- _Given text_
** Start **
Me, I was brought up a Pentacostal, but after studying the gospels closely as an adult, I am now a different kind of Christian.
The particulars arent important, but the study part is.
 
I am a Catholic but feel that my religion will forever be a mystery to me. He never wrote anything down, but left that to the interpretations of his followers and gaps still remain and will always remain.

Regardless of what you or I or what the world thinks. No one can deny that a man 2000 years ago inspired the world and left a powerful legacy behind.

Alot of people criticize this lack of "concreteness". Not me.

But I don't like to talk about my personal religious beliefs in depth too much. They are mine and I really don't care to share. ;)
 
I'm not convinced it is possible not to be religious or spiritual if you were born a human. It is very possible, and easy, not to know this.

The very senses you think would grasp objective reality are hopelessly tainted or colored. That's a good thing, not a bad thing.

I also believe it is part of living to accept a mystical experience- they are there, they are inevitable- if you are as open as you would believe or hope.

Some folks call them misunderstood science- and that's fine.

That's wrong- but fine. Or to put it another way- it is both a religious, mystical/spiritual experience, and science.


munk
 
but I don't follow any one church. To my mind the world's religions are a bunch of blind men trying to describe an elephant. One feels a leg and concludes it's strong and solid. One touches an ear and says it's soft and velvety. Both are right...sorta. I believe it was Ghandi who said all the religions were like spokes on a wheel.
** End **
- _Information shown_
** Start **
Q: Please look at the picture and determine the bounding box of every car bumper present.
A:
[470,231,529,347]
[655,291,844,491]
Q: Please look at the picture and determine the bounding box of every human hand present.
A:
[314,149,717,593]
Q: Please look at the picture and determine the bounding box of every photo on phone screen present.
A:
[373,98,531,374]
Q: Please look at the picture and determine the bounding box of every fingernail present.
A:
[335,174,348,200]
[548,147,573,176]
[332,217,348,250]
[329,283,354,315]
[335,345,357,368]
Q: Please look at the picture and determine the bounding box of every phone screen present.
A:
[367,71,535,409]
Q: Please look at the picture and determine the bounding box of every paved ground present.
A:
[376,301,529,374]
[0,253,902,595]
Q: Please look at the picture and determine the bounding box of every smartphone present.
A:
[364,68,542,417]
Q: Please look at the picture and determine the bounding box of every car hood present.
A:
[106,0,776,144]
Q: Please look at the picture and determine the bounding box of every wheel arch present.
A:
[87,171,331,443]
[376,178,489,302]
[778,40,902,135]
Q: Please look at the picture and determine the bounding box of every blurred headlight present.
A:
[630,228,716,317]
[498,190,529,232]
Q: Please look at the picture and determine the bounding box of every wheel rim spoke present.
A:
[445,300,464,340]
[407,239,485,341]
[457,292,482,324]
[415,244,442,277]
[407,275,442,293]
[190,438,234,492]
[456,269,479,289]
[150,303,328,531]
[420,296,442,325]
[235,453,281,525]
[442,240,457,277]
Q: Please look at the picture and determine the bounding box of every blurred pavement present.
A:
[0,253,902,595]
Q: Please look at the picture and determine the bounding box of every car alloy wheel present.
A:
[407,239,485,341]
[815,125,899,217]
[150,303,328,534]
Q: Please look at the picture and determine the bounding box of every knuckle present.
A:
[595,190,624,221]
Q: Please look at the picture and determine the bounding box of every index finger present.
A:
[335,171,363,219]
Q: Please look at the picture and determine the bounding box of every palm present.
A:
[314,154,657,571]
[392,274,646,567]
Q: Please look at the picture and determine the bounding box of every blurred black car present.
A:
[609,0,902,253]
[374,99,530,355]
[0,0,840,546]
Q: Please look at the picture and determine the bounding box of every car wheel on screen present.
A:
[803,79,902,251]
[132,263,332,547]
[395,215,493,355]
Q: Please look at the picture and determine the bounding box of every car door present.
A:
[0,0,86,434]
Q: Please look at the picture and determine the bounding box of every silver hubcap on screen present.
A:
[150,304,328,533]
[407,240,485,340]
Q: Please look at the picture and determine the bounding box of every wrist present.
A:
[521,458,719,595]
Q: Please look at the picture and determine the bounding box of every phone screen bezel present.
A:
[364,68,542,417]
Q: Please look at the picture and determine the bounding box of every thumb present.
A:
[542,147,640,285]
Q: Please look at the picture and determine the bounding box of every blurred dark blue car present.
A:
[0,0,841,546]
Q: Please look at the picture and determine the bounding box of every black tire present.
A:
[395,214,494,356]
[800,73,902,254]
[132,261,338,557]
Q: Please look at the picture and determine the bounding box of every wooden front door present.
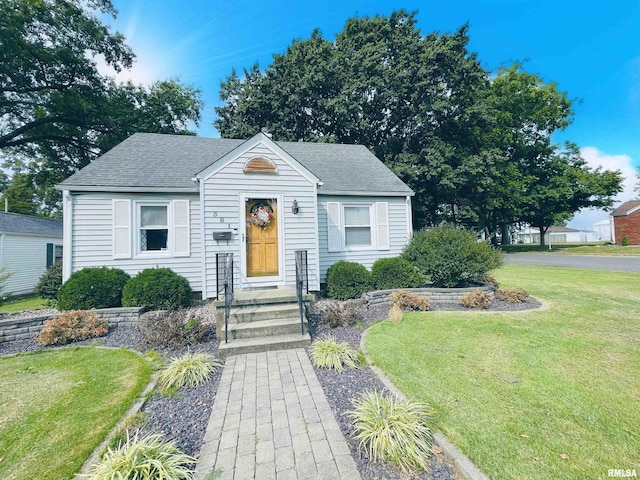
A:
[246,199,278,277]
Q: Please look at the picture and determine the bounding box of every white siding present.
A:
[318,195,410,283]
[71,193,202,291]
[204,144,319,298]
[0,234,62,296]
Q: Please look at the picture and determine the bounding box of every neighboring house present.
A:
[611,200,640,245]
[0,212,62,295]
[58,133,413,299]
[516,225,600,245]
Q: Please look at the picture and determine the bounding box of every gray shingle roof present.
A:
[0,212,62,238]
[60,133,413,195]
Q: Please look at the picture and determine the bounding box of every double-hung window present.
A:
[140,205,169,252]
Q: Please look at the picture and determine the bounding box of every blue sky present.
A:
[105,0,640,227]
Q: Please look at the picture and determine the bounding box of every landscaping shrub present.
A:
[347,391,432,472]
[140,310,209,349]
[391,290,431,312]
[313,299,366,328]
[496,288,529,303]
[58,267,131,310]
[36,262,62,301]
[37,310,109,345]
[309,337,359,373]
[87,433,197,480]
[158,352,222,392]
[371,257,425,290]
[327,260,372,300]
[402,225,502,287]
[460,290,491,309]
[122,268,191,310]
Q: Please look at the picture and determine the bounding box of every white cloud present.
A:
[569,147,637,230]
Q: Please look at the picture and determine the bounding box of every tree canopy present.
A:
[0,0,202,215]
[214,10,620,238]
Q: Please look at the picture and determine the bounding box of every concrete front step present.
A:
[222,317,307,339]
[218,333,311,358]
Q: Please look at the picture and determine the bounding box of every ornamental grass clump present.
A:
[347,391,432,472]
[310,337,360,373]
[158,352,222,392]
[85,432,196,480]
[37,310,109,345]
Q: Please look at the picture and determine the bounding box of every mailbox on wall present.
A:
[213,230,231,240]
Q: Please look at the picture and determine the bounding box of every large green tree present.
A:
[0,0,202,215]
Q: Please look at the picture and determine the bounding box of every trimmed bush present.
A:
[122,268,191,310]
[347,391,432,472]
[57,267,131,310]
[391,290,431,312]
[402,225,503,288]
[140,310,209,349]
[327,260,372,300]
[87,433,197,480]
[158,352,222,392]
[313,299,365,328]
[371,257,425,290]
[309,337,358,373]
[36,262,62,300]
[496,288,529,303]
[37,310,109,345]
[460,290,491,309]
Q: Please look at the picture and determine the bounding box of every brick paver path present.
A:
[196,349,360,480]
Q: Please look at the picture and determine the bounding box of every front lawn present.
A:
[367,265,640,480]
[0,347,152,480]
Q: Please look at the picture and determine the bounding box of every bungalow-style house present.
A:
[611,200,640,245]
[0,212,62,296]
[58,133,413,299]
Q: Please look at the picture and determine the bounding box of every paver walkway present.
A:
[196,349,360,480]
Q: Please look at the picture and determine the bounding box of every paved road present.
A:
[505,253,640,272]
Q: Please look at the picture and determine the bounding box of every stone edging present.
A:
[360,325,489,480]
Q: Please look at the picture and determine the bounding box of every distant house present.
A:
[516,225,601,245]
[58,133,413,299]
[611,200,640,245]
[0,212,62,295]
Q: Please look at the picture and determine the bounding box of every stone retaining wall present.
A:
[363,285,493,306]
[0,307,145,343]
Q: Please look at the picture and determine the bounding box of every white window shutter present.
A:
[376,202,390,250]
[327,202,342,252]
[173,200,191,257]
[113,200,131,258]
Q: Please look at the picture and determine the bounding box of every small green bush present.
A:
[122,268,191,310]
[158,352,222,392]
[37,310,109,345]
[347,391,432,472]
[460,290,491,309]
[327,260,372,300]
[390,290,431,312]
[87,433,197,480]
[371,257,425,290]
[58,267,131,310]
[140,310,209,349]
[313,299,366,328]
[36,262,62,300]
[309,337,359,373]
[496,288,529,303]
[402,225,503,288]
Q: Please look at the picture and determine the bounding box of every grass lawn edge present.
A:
[360,322,490,480]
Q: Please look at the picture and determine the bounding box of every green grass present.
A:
[367,265,640,480]
[0,296,51,313]
[0,347,152,480]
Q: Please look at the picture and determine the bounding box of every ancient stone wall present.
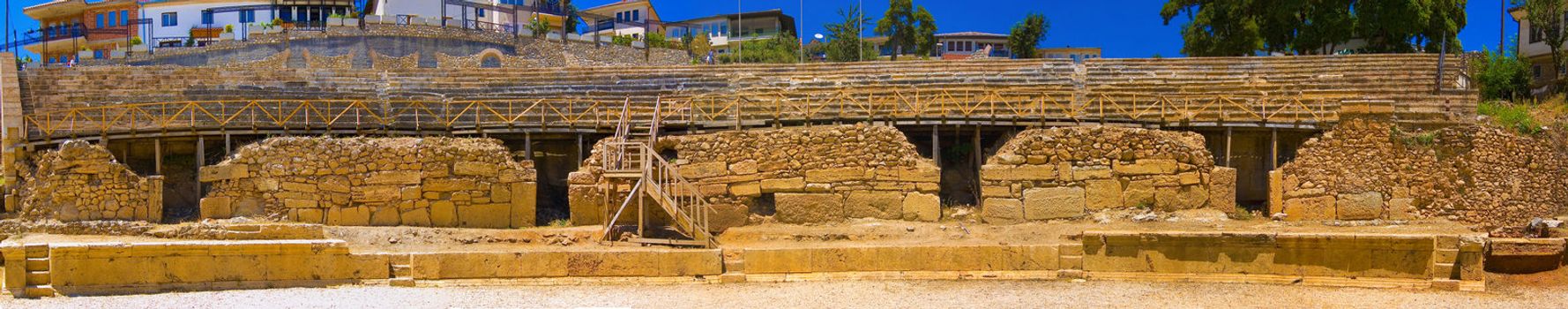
** End **
- _What you need to do_
Copy out the whole text on religious belief above, word for word and in full.

- _Answer for this exercise_
Me, I was brought up a Pentacostal, but after studying the gospels closely as an adult, I am now a different kind of Christian.
The particulars arent important, but the study part is.
 
I am a Catholic but feel that my religion will forever be a mystery to me. He never wrote anything down, but left that to the interpretations of his followers and gaps still remain and will always remain.

Regardless of what you or I or what the world thinks. No one can deny that a man 2000 years ago inspired the world and left a powerful legacy behind.

Alot of people criticize this lack of "concreteness". Not me.

But I don't like to talk about my personal religious beliefs in depth too much. They are mine and I really don't care to share. ;)
 
I'm not convinced it is possible not to be religious or spiritual if you were born a human. It is very possible, and easy, not to know this.

The very senses you think would grasp objective reality are hopelessly tainted or colored. That's a good thing, not a bad thing.

I also believe it is part of living to accept a mystical experience- they are there, they are inevitable- if you are as open as you would believe or hope.

Some folks call them misunderstood science- and that's fine.

That's wrong- but fine. Or to put it another way- it is both a religious, mystical/spiritual experience, and science.


munk
 
but I don't follow any one church. To my mind the world's religions are a bunch of blind men trying to describe an elephant. One feels a leg and concludes it's strong and solid. One touches an ear and says it's soft and velvety. Both are right...sorta. I believe it was Ghandi who said all the religions were like spokes on a wheel.